_DIRECTIONS_
Reproduce the passage from the article on positive train control below, starting at "Because the rail" and ending at "prevented these crashes.".
SELECTED EXCERPT section start
Back in the olden days when Congress used to function – i.e. 2008 - it passed a law to implement a long sought after safety measure: positive train control technology (PTC) on 30 commuter lines, Amtrak and other railroads. Congress was pressured to do this following a horrible 2008 California Metrolink train crash, which killed 24 passengers and injured 135 others, some catastrophically. The crash might have been completely avoided had the train been equipped with PTC.
Because the rail companies kept getting Congress to extend the deadline to make this technology operational, tragedies kept happening, such as the 2015 Amtrak crash outside of Philadelphia, which killed eight and injured over 200 others including Geralyn Ritter. (Read her horrific account in, “I survived the 2015 Philadelphia Amtrak train crash. I had 31 surgeries, a pain-medication dependency, and depression.") Also the 2017 DuPont, WA Amtrak derailment, where several passenger cars fell onto the Interstate below. Three passengers were killed and 57 passengers and crewmembers along with eight people in highway vehicles were injured. PTC controls would have prevented these crashes.
Welp, we are happy to report that this technology is finally operational on all trains as of December 29, 2020. Congrats railroad companies for doing what you should have done years ago. Remember that railroads, like airplanes, are “common carriers,” which means their business is to transport paying passengers. The law requires them to exercise the highest degree of care and diligence in the safety of those passengers. Failures and delays are inexcusable, yet they continue. (Other examples of railroad safety problems can be found in the Center for Justice & Democracy’s report, “Planes, Trains and Automobiles –and Other Transportation Hazards.”)
Last month, an Amtrak train traveling 87 mph hit a dump truck hauling crushed rock at a Missouri railroad crossing. Four died and 150 were injured. The crossing was not controlled by crossing bars, lights or bells despite previous NTSB recommendations for the railroad to install bars, lights and bells. Some of the injured and families of the dead have now filed lawsuits against all companies responsible including Amtrak, which allowed that train to become dangerously overcrowded, and BNSF Railway, which “was aware of the dangerous passive crossing for years and ignored it.”
SELECTED EXCERPT section end
DATA EXTRACT section start
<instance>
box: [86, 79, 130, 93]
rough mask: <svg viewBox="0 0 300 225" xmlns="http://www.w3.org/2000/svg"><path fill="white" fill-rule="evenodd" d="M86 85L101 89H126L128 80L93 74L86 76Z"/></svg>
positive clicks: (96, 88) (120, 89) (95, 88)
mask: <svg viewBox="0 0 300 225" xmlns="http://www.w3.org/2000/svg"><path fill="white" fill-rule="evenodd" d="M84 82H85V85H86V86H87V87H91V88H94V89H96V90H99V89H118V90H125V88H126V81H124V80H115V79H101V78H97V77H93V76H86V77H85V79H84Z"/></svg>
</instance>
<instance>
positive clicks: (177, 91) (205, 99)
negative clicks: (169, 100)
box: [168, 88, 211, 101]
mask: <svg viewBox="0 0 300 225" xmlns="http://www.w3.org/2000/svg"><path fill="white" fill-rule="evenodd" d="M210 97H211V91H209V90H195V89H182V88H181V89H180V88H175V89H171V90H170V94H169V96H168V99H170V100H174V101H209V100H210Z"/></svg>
DATA EXTRACT section end
_OUTPUT FOR THIS TASK_
Because the rail companies kept getting Congress to extend the deadline to make this technology operational, tragedies kept happening, such as the 2015 Amtrak crash outside of Philadelphia, which killed eight and injured over 200 others including Geralyn Ritter. (Read her horrific account in, “I survived the 2015 Philadelphia Amtrak train crash. I had 31 surgeries, a pain-medication dependency, and depression.") Also the 2017 DuPont, WA Amtrak derailment, where several passenger cars fell onto the Interstate below. Three passengers were killed and 57 passengers and crewmembers along with eight people in highway vehicles were injured. PTC controls would have prevented these crashes.